**DIRECTIONS FOR THIS TASK:** Revise the records below so that every "Pins" becomes "Points", leaving everything else unchanged, and omit the pictures from your answer.

**DATA EXTRACT:**
● ● ● ● ● ● ●
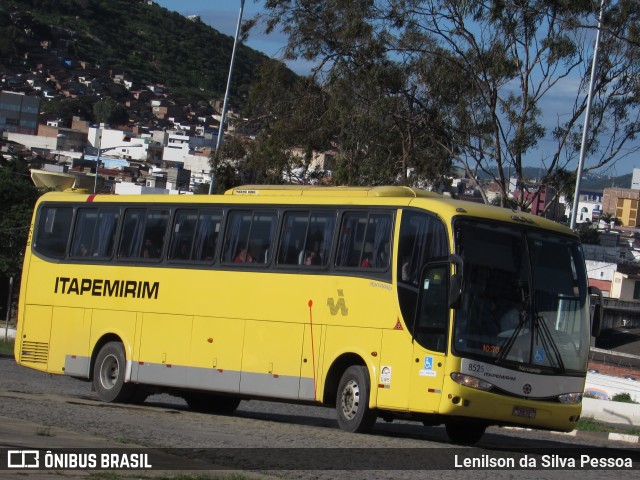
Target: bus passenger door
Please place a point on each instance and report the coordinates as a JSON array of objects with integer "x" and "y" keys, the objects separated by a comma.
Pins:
[{"x": 430, "y": 339}]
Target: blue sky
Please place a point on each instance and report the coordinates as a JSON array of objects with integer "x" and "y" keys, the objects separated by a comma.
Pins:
[{"x": 223, "y": 16}]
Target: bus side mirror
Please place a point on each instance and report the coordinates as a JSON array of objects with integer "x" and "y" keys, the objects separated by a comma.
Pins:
[
  {"x": 597, "y": 311},
  {"x": 455, "y": 282}
]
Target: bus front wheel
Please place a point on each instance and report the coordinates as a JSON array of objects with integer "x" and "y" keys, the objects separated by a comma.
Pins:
[
  {"x": 352, "y": 402},
  {"x": 108, "y": 374},
  {"x": 464, "y": 434}
]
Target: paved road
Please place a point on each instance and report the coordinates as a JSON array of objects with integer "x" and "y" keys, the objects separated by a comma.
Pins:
[{"x": 45, "y": 411}]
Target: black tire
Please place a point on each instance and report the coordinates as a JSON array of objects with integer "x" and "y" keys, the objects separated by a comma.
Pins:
[
  {"x": 108, "y": 374},
  {"x": 352, "y": 401},
  {"x": 207, "y": 403},
  {"x": 464, "y": 433}
]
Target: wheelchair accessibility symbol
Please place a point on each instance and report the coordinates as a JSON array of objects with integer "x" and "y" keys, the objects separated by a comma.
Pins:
[
  {"x": 428, "y": 363},
  {"x": 427, "y": 368}
]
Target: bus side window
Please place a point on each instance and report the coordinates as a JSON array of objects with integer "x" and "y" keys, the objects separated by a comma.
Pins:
[
  {"x": 94, "y": 233},
  {"x": 423, "y": 239},
  {"x": 195, "y": 234},
  {"x": 306, "y": 238},
  {"x": 52, "y": 231},
  {"x": 365, "y": 241},
  {"x": 249, "y": 236},
  {"x": 143, "y": 233}
]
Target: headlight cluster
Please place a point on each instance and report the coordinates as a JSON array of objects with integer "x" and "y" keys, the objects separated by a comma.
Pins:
[{"x": 471, "y": 382}]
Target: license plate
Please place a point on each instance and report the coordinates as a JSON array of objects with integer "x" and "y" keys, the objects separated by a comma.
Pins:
[{"x": 524, "y": 412}]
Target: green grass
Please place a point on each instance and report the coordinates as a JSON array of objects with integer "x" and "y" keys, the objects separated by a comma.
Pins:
[
  {"x": 5, "y": 347},
  {"x": 590, "y": 425}
]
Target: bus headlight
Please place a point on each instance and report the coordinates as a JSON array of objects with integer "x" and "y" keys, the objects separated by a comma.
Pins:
[
  {"x": 471, "y": 382},
  {"x": 570, "y": 398}
]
● ● ● ● ● ● ●
**RESULT OF THIS EXERCISE:**
Target: bus passenger door
Please place a point on each instance and report the coordinates as a JSON array of objects with integer "x" and "y" keys, the objects separated by a comma.
Points:
[{"x": 430, "y": 339}]
Target: blue sky
Please place a point on each instance and report the coordinates as a JSON array of objects with integer "x" and "y" keys, the objects separated by a comma.
Points:
[{"x": 223, "y": 16}]
Target: bus side mirror
Please place a point on each instance and report the coordinates as a JSON array of objects with integer "x" and "y" keys, the objects separated by a comma.
Points:
[
  {"x": 597, "y": 311},
  {"x": 455, "y": 282}
]
Target: bus front wheel
Please place a point on each instance and report the coordinates as a JSON array of objects with integer "x" and "y" keys, the objects separated by a comma.
Points:
[
  {"x": 352, "y": 402},
  {"x": 108, "y": 374},
  {"x": 464, "y": 434}
]
Target: paved road
Please place a point on each instance and report the coordinates as a JSON array of objects with integer "x" and "y" keys, the objects separated by a comma.
Points:
[{"x": 45, "y": 411}]
Target: black tire
Please place a point on each instance and report the coordinates as a JSON array of objects with integer "x" and "y" keys, the objects separated by a comma.
Points:
[
  {"x": 108, "y": 374},
  {"x": 352, "y": 401},
  {"x": 207, "y": 403},
  {"x": 464, "y": 433}
]
Target: wheelchair accessibility symbol
Please place a point on each instance and report the coordinates as a JSON array of objects with integer "x" and "y" keys, the objects separated by a comma.
Points:
[
  {"x": 428, "y": 363},
  {"x": 427, "y": 368}
]
Target: bus side window
Please place a point on each instance and report the coordinates as a JSON array of objects with integer "x" and "y" keys, the objects separated by a comma.
Points:
[
  {"x": 94, "y": 233},
  {"x": 423, "y": 239},
  {"x": 195, "y": 234},
  {"x": 306, "y": 238},
  {"x": 52, "y": 231},
  {"x": 365, "y": 241},
  {"x": 249, "y": 236},
  {"x": 143, "y": 233}
]
Target: headlight cluster
Please place a point on each instance and report the coordinates as a JSON array of objects with integer "x" and "y" keys, the objects separated by a comma.
Points:
[{"x": 471, "y": 382}]
Target: license plate
Please place a point on each instance and report the coordinates as a JSON array of objects with integer "x" and "y" keys, the objects separated by a comma.
Points:
[{"x": 524, "y": 412}]
Target: green grass
Please place a point on each instance and report the coordinates as a JSON array of objects with integer "x" and "y" keys, the objects separated by a comma.
Points:
[
  {"x": 5, "y": 347},
  {"x": 590, "y": 425}
]
Target: bus headlight
Please place a point on each instance and report the coordinates as a JSON array of objects with integer "x" and "y" keys, the objects separated by a comma.
Points:
[
  {"x": 471, "y": 382},
  {"x": 570, "y": 398}
]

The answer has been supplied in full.